Point annotation dataset records:
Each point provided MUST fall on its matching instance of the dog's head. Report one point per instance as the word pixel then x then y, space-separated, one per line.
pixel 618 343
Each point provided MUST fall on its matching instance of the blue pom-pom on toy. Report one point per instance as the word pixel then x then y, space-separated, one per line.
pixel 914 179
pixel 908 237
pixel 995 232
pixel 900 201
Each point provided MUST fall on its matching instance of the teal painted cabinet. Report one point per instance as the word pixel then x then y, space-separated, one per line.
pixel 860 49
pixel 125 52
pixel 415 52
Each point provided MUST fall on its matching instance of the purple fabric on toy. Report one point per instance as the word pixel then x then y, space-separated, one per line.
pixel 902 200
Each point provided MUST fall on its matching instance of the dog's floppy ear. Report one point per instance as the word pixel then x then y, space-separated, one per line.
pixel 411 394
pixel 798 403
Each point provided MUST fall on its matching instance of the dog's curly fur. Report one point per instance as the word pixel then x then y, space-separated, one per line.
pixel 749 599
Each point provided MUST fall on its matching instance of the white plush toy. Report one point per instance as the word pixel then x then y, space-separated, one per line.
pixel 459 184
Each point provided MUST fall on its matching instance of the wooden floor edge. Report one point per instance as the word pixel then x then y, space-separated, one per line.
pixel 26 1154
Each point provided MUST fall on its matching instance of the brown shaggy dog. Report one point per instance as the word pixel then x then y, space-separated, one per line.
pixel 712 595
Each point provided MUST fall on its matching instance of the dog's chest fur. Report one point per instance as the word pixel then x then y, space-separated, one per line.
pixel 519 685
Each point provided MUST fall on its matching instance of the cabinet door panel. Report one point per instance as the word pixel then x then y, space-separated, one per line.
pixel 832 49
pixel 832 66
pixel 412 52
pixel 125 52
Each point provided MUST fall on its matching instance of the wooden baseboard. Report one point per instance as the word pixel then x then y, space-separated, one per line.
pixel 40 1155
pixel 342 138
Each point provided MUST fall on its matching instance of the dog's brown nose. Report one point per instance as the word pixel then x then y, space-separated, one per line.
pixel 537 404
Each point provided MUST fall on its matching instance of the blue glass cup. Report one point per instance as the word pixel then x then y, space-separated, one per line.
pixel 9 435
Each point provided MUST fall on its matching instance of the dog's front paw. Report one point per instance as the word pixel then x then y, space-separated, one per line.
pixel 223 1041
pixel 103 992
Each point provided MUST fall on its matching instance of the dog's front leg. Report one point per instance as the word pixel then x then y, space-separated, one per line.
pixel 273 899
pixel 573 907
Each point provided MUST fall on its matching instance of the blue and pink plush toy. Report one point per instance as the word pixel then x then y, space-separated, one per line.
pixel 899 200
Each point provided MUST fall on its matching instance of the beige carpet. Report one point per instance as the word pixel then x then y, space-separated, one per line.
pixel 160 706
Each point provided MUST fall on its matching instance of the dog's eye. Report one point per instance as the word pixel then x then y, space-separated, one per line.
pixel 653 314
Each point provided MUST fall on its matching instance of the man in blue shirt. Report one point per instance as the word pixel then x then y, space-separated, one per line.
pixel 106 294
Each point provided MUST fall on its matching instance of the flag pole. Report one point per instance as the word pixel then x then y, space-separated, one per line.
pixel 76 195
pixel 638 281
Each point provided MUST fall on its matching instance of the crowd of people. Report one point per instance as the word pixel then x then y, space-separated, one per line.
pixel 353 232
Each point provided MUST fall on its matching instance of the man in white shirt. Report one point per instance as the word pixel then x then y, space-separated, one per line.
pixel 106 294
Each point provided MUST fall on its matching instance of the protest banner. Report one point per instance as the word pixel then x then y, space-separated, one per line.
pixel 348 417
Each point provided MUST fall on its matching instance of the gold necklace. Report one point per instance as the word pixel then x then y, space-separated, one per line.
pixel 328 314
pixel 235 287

## Stated task
Take the part that opens with the first line of the items and closes with the line containing "pixel 749 599", substitute "puppy's" for "dog's" everywhere in it, and write that part out again with everything else unchanged.

## Solution to this exercise
Each point provided MUST fall on its matching instance of the puppy's head. Report one point per instance as the word pixel then x then y, space-separated, one per line.
pixel 618 343
Each point provided MUST fall on its matching instance of the blue pom-pom on toy. Report one point per instance as the word pixel then x then y, space-separated, one per line.
pixel 914 179
pixel 908 237
pixel 995 232
pixel 900 201
Each point provided MUST fall on its matching instance of the teal painted cabinet. Report one point per instance as the word pixel then x then y, space-separated, one per line.
pixel 860 49
pixel 125 52
pixel 415 52
Each point provided MUST fall on its matching instance of the purple fabric on toy. Report one point per instance as the word pixel then x then y, space-separated, one per line.
pixel 902 200
Each point provided MUST fall on its matching instance of the puppy's floppy ear. Report one point per instance as the word pixel then x then y, space-separated, one per line.
pixel 411 394
pixel 798 403
Each point provided MUST fall on its matching instance of the puppy's curly fur. Report one point per instance as the word pixel then x then y, space-separated, one per line.
pixel 749 599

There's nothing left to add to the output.